**取り組む課題**
掃除機のレビュー記事から、「紙パックの宿命としてゴミが貯」で始まり「ズを考えたら御の字でしょう!」までを、一字一句変えずに引用してもらえますか?

**読む文章**
#####

実際、どのくらいでいっぱいになるのか?というのは家の広さ、掃除の頻度、ペットの有無によって大きく変わるので、ズバリいうのは難しいところ。我が家で使っていた限りですと、ロボット掃除機と併用してスポット的な利用であれば思いの外ゴミは貯まらずに、想定どおり12枚で1年は過ごせるかな…? ギリギリかな? といった感じでした。これが、毎日家中を掃除機掛けしたい! という場合は正直キツイと思います。犬や猫が居ればなおさら。
紙パックの宿命としてゴミが貯まると吸引力も低下するため、これは奥深い問題ですね。紙パックの価格は12枚入りで1,200円。住環境によってはランニングコストが気になるかも。
吸引力は及第点をクリア。でも対・粉性能が最低すぎる
何かを伸ばせば何かが凹むという天秤量りで成り立っているのがコードレスタイプの掃除機。最強ではないポイントも当然ながらあります。
スタミナ性は通常モードで約30分、強モード(ボタン長押し)で約7分。通常モードでもなかなかに吸引力は高くて、一戸建ての家中は余裕で掃除できます。年末大掃除では息切れを起こすかもしれませんけど、コードレスタイプの中では平均値なので、本体の軽さ・サイズを考えたら御の字でしょう!
僕はもっぱら静かな通用モードを利用しています。通常モードはかなり静かで、夜でも問題ないレベル。ドライヤーの音といい勝負か、それよりも小さいかも? また、床に落ちているホコリや髪の毛を吸い取るといった普段の掃除なら通常モードで十分でしょう。
重曹ベンチはこんな感じです。ちなみに強モードで挑戦しました。軽量ながらパワーが強く、パワーブラシの効果も相まって細かな重曹もしっかりと吸引してくれます。
ただし、良い評価の裏で最低なのがこの現象。
砂や粉モノばかりを吸うと、本体を下に向けて揺らしたり、振動を与えると紙パックの中や、ヘッド部の隙間から粉がこぼれ落ちてしまいます。今回はたくさん吸ったので、それはもうドバーっとぶちまけることになりました。

#####

**表示一覧**
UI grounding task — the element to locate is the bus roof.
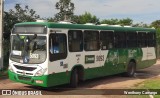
[15,22,155,32]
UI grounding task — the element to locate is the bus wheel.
[70,69,78,88]
[126,62,136,77]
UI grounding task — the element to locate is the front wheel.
[70,69,78,88]
[126,62,136,77]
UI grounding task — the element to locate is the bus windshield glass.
[10,34,47,64]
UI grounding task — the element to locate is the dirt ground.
[0,60,160,98]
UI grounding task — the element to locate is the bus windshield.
[10,34,47,64]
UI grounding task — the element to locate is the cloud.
[5,0,160,22]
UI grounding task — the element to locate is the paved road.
[0,61,160,98]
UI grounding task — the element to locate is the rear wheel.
[70,69,78,88]
[126,62,136,77]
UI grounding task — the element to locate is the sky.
[4,0,160,24]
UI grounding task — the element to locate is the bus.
[8,21,156,87]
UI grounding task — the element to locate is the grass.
[0,70,8,80]
[129,78,160,98]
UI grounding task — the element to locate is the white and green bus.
[8,22,156,87]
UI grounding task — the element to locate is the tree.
[9,4,40,22]
[75,12,99,24]
[101,19,119,25]
[101,18,133,26]
[4,4,40,40]
[151,20,160,28]
[55,0,75,21]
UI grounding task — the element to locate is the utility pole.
[0,0,4,70]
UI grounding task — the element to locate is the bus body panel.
[8,22,156,87]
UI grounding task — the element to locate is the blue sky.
[4,0,160,24]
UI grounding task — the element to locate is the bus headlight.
[35,68,47,76]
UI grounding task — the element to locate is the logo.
[2,90,12,95]
[85,55,95,64]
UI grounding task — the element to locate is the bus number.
[96,55,104,61]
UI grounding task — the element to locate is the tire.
[126,62,136,77]
[70,69,78,88]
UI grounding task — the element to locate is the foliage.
[133,22,150,28]
[75,12,99,24]
[55,0,75,21]
[151,20,160,29]
[9,4,40,22]
[4,4,40,40]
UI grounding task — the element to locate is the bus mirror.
[30,42,37,53]
[32,34,37,40]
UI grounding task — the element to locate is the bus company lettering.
[30,53,39,59]
[106,52,119,65]
[85,55,95,64]
[128,50,137,58]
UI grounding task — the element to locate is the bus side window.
[68,30,83,52]
[49,34,67,61]
[100,31,114,50]
[84,30,100,51]
[115,32,126,48]
[138,32,147,47]
[147,32,156,47]
[127,32,137,48]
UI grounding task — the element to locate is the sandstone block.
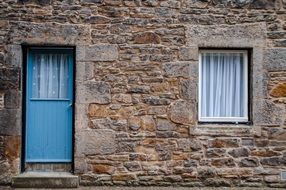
[124,161,141,172]
[208,138,240,148]
[270,83,286,98]
[75,129,116,155]
[211,158,235,167]
[239,158,259,167]
[0,68,20,91]
[78,44,118,61]
[264,49,286,71]
[88,104,109,118]
[163,62,190,78]
[112,173,136,181]
[9,21,90,45]
[143,96,171,106]
[156,119,175,131]
[179,47,199,61]
[253,100,286,125]
[206,148,226,158]
[76,81,111,104]
[228,148,249,158]
[93,164,115,174]
[179,79,197,101]
[134,32,161,44]
[169,100,195,124]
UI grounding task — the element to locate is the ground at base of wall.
[0,186,281,190]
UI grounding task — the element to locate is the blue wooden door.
[25,48,73,162]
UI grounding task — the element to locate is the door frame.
[20,44,76,173]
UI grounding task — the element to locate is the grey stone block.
[0,68,20,91]
[75,129,116,156]
[9,21,90,45]
[12,172,79,188]
[76,81,111,104]
[253,100,286,125]
[0,109,21,135]
[264,48,286,71]
[77,44,118,61]
[163,62,191,78]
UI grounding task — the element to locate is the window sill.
[190,123,260,137]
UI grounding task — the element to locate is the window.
[199,50,248,122]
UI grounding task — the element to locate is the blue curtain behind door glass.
[32,54,69,99]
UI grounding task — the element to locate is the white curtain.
[32,54,68,98]
[201,53,246,117]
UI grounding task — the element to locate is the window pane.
[201,52,246,117]
[32,54,68,98]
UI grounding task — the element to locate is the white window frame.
[198,50,249,123]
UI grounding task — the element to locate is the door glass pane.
[201,53,247,117]
[32,54,68,99]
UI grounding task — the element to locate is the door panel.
[25,49,73,162]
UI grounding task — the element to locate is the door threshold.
[12,171,79,188]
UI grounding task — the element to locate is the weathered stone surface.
[169,100,195,124]
[211,158,235,167]
[143,96,171,105]
[134,32,161,44]
[239,158,259,167]
[206,148,226,158]
[112,173,136,181]
[250,149,281,157]
[208,138,239,148]
[0,0,286,188]
[124,162,141,172]
[76,129,116,155]
[270,83,286,98]
[228,148,249,158]
[78,44,118,61]
[93,164,115,174]
[0,109,21,135]
[163,62,190,77]
[253,100,285,125]
[0,68,20,91]
[260,157,286,166]
[9,21,90,45]
[186,24,266,47]
[250,0,275,9]
[156,119,175,131]
[180,79,197,101]
[77,81,111,104]
[264,49,286,71]
[179,46,199,61]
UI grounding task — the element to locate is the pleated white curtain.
[32,54,68,98]
[201,52,246,117]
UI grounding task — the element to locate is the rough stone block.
[9,21,90,45]
[208,138,240,148]
[77,44,118,61]
[0,68,20,91]
[264,49,286,71]
[75,129,116,155]
[5,45,22,67]
[134,32,161,44]
[156,119,175,131]
[0,109,21,135]
[163,62,190,78]
[169,100,195,124]
[253,100,286,125]
[179,79,197,101]
[179,46,199,61]
[186,23,267,48]
[76,81,111,104]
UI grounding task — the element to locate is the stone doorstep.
[12,171,79,188]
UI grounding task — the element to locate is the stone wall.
[0,0,286,187]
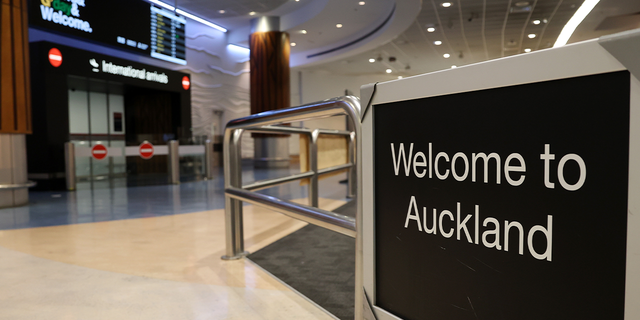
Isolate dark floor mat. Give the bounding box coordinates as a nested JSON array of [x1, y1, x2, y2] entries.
[[249, 201, 356, 319]]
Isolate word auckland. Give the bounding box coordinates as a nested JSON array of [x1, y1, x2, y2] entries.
[[404, 196, 553, 261]]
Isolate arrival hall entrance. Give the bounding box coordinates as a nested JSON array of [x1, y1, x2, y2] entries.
[[27, 42, 192, 190]]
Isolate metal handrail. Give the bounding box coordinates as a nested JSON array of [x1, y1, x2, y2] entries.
[[222, 96, 364, 319]]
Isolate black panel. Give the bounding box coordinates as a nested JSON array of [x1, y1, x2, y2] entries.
[[374, 71, 630, 320]]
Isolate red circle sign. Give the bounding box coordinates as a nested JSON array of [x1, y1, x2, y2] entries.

#####

**課題の解答**
紙パックの宿命としてゴミが貯まると吸引力も低下するため、これは奥深い問題ですね。紙パックの価格は12枚入りで1,200円。住環境によってはランニングコストが気になるかも。
吸引力は及第点をクリア。でも対・粉性能が最低すぎる
何かを伸ばせば何かが凹むという天秤量りで成り立っているのがコードレスタイプの掃除機。最強ではないポイントも当然ながらあります。
スタミナ性は通常モードで約30分、強モード(ボタン長押し)で約7分。通常モードでもなかなかに吸引力は高くて、一戸建ての家中は余裕で掃除できます。年末大掃除では息切れを起こすかもしれませんけど、コードレスタイプの中では平均値なので、本体の軽さ・サイズを考えたら御の字でしょう!